• Exercise brief:
The full set of lines below has to be written out again exactly.

______

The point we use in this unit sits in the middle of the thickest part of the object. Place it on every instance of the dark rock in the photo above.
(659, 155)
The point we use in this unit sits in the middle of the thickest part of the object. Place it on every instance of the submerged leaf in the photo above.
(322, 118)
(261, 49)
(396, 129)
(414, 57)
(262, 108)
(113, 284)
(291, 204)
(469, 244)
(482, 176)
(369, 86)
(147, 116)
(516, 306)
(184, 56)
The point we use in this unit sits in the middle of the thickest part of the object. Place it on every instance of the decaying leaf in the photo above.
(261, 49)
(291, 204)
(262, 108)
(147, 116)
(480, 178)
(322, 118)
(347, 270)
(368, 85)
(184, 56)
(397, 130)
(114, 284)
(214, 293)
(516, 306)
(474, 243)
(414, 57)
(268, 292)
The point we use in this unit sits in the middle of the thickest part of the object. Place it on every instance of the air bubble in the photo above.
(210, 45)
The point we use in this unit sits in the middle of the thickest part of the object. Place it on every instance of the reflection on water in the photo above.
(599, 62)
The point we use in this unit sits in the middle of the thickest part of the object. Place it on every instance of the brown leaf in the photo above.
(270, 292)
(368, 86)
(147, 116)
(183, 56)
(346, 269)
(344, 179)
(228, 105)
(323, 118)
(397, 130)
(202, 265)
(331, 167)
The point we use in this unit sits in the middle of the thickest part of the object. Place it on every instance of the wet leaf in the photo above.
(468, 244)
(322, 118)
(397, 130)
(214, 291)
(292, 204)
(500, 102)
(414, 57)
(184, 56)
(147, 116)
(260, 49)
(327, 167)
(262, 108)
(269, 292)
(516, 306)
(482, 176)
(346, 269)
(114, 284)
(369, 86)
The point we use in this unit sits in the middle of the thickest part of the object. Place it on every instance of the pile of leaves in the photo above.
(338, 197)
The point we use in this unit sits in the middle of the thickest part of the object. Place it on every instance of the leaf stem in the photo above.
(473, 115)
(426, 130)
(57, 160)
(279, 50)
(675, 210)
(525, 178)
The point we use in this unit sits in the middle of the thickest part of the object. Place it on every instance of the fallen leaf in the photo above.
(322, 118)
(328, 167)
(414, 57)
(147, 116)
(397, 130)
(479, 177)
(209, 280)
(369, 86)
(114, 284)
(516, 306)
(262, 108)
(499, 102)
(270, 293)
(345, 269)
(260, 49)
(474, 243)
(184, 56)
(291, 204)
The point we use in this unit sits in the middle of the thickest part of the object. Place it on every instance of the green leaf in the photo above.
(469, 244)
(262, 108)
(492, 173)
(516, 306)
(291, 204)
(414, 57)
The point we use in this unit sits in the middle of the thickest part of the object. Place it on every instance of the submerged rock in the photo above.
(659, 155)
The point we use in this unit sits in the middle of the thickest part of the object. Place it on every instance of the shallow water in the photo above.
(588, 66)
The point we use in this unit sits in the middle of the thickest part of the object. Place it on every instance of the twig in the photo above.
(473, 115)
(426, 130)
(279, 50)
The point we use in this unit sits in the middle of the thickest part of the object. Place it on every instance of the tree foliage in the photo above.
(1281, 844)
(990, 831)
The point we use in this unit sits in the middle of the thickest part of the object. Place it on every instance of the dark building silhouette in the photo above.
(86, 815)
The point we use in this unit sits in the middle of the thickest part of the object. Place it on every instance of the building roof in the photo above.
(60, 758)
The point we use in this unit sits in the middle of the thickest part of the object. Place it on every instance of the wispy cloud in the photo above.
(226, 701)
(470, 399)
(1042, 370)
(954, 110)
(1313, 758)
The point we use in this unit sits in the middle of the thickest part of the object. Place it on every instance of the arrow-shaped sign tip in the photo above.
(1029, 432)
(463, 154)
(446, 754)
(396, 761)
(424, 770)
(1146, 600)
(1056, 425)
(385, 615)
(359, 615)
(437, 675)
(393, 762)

______

• Solution to this task:
The point we use in this unit sits in the middle of the thickest part of the object. Place it on every instance of the dark rock in the photo above.
(659, 155)
The point we use in this unit sits in the middle of the thickest part of the object. Place it on every instance of the submerged leaf in the photo above.
(322, 118)
(261, 49)
(396, 129)
(414, 57)
(262, 108)
(113, 284)
(291, 204)
(469, 244)
(482, 176)
(369, 86)
(147, 116)
(516, 306)
(184, 56)
The point we use in this unit sits in the middle of the thickest part of the object. Place it on every instance of the decaying leaf in the photo above.
(261, 49)
(291, 204)
(262, 108)
(147, 116)
(480, 178)
(322, 118)
(347, 270)
(368, 85)
(184, 56)
(397, 130)
(114, 284)
(214, 293)
(516, 306)
(474, 243)
(414, 57)
(268, 292)
The point we use in this unit sits in the middle of the thickest part of the object. Place it on every instance of the air bubble in the photo above.
(210, 45)
The point we use in this unit sits in the middle of the thickest part of the object. Place it on every instance of the reflection on water in the photo above.
(599, 62)
The point we use in this unit sits in the middle of the thickest part of the object. Place it on every instance of the brown leaf in the photo above.
(270, 292)
(368, 86)
(147, 116)
(183, 56)
(346, 269)
(344, 179)
(228, 105)
(323, 118)
(397, 130)
(202, 265)
(331, 167)
The point we use in this unit sits in the middle of the thickest part of the object. Place it on every instance of the wet leaf in the photo above.
(468, 244)
(322, 118)
(397, 130)
(214, 291)
(292, 204)
(500, 102)
(414, 57)
(184, 56)
(147, 116)
(260, 49)
(327, 167)
(262, 108)
(269, 292)
(516, 306)
(482, 176)
(346, 269)
(114, 284)
(369, 86)
The point we use in this unit sits in the middle of the thickest part of the object. Place it on every instance of the pile of leaves in the photo above.
(338, 197)
The point we use in this unit sits in the middle of the thickest part of the object. Place it on every instance of the leaf stem in the photo above.
(473, 115)
(426, 130)
(57, 160)
(279, 50)
(675, 210)
(525, 178)
The point we use in this unit sits in the middle of the thickest part of the object. Place it on every instance of the fallen leaf in the photo above.
(322, 118)
(328, 167)
(414, 57)
(147, 116)
(397, 130)
(479, 177)
(209, 280)
(369, 86)
(114, 284)
(516, 306)
(262, 108)
(499, 102)
(270, 293)
(345, 269)
(260, 49)
(474, 243)
(184, 56)
(291, 204)
The point we use in this unit sits in the middle of the thickest part of the object. Place it on every instance of the green leaf in the photo above.
(469, 244)
(262, 108)
(492, 173)
(516, 306)
(291, 204)
(414, 57)
The point we use in this unit sits in the middle of the thickest part of the object. Place it on every instance of the submerged rock in the photo above.
(659, 155)
The point we use in this unit sits in the middle of the thickest part of the object. Place it on every instance of the shallow water in the photo above.
(588, 66)
The point we use in this unit sits in the middle of the thickest part of the object. Place it on every instance of the twig in the photo above.
(473, 115)
(426, 130)
(279, 50)
The point we use in this unit sits in the middle of the thickest part of the object. Place it on every instance of the tree foliage in the photo above.
(1281, 844)
(990, 831)
The point we use in this unit sits in the middle of the thickest part of the object. Place it on every instance of the dark building silhouette in the photo above.
(86, 815)
The point we use in this unit sits in the middle of the thickest part of the object. Place it on every instance of the building roof in the photo above.
(60, 758)
The point we use in this unit sits in the middle of the thickest part of the object. Place it on every instance of the wispy cloud in the photo above.
(226, 701)
(470, 399)
(1042, 370)
(954, 110)
(1313, 758)
The point we use in this unit sits in the middle of the thickest part of the object. Place it on every instance of the arrow-shaped sign tip in the photo above.
(1029, 432)
(463, 154)
(446, 754)
(396, 761)
(424, 770)
(1146, 600)
(1056, 425)
(385, 615)
(359, 615)
(437, 675)
(393, 762)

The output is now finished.